Collected data
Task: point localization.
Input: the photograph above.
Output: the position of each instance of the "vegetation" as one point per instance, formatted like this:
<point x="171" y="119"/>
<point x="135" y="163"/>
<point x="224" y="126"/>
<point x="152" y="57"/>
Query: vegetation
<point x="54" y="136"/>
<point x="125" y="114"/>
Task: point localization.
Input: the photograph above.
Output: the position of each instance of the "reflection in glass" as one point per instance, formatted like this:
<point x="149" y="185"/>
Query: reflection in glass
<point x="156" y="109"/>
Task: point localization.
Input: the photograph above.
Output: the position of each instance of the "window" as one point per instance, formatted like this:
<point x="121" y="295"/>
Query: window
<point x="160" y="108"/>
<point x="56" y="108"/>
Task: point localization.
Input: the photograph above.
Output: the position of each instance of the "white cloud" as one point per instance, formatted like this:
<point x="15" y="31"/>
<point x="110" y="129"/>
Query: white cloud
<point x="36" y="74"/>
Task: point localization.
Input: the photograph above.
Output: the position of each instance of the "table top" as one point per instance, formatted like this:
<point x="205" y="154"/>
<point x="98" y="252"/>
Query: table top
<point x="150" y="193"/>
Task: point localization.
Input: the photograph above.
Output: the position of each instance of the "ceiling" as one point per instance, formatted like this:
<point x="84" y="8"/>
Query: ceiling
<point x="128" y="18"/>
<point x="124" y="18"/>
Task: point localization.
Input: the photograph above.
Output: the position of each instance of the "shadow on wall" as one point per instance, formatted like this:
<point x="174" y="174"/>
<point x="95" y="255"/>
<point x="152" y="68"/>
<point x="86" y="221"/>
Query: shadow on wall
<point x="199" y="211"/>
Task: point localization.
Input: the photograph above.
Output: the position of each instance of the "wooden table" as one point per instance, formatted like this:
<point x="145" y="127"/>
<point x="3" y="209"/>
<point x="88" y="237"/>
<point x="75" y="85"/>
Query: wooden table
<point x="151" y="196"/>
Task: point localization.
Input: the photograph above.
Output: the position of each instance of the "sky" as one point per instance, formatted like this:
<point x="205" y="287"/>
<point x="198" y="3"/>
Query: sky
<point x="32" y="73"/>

» **EXERCISE AIM**:
All the entries above are to be transcribed without any alteration.

» **TASK RESULT**:
Task: point localization.
Input: the photograph above.
Output: the position of each instance of the "vegetation" as one point per instance, formatted like this:
<point x="171" y="119"/>
<point x="135" y="163"/>
<point x="224" y="126"/>
<point x="152" y="57"/>
Query: vegetation
<point x="54" y="136"/>
<point x="125" y="114"/>
Task: point localization.
Input: the photograph above.
Output: the position of each instance of the "reflection in glass" as one point per instance, formatted like this:
<point x="149" y="185"/>
Query: reflection in glass
<point x="156" y="109"/>
Task: point localization.
Input: the photograph above.
Output: the position of each instance of the "window" as one point per instance, formatted like this:
<point x="121" y="295"/>
Query: window
<point x="160" y="108"/>
<point x="56" y="108"/>
Task: point localization.
Input: the photograph above.
Output: the position of each instance of the "white cloud" as one point per instance, formatted like this:
<point x="15" y="31"/>
<point x="110" y="129"/>
Query: white cloud
<point x="36" y="74"/>
Task: point localization.
Input: the photograph above.
Output: the position of each instance of the "table top" as one point per instance, formatted like this:
<point x="205" y="154"/>
<point x="98" y="252"/>
Query: table top
<point x="150" y="193"/>
Task: point localization.
Input: the photograph above.
Output: the position of each instance of the "ceiling" as one point per instance, formatted like this:
<point x="84" y="8"/>
Query: ceiling
<point x="128" y="18"/>
<point x="124" y="18"/>
Task: point localization.
Input: the photograph above.
Output: the position of each instance of the "shadow on wall" as one point per instance, formatted like this:
<point x="174" y="174"/>
<point x="95" y="255"/>
<point x="152" y="68"/>
<point x="86" y="221"/>
Query: shadow on wall
<point x="199" y="211"/>
Task: point localization.
Input: the photograph above.
Output: the position of each instance of the "wooden table" as one point per instance, formatted like this:
<point x="145" y="127"/>
<point x="3" y="209"/>
<point x="88" y="237"/>
<point x="75" y="85"/>
Query: wooden table
<point x="151" y="196"/>
Task: point localization.
Input: the photograph above.
Output: the position of each instance of the "sky" as one point per instance, formatted like this:
<point x="205" y="287"/>
<point x="198" y="3"/>
Query: sky
<point x="32" y="73"/>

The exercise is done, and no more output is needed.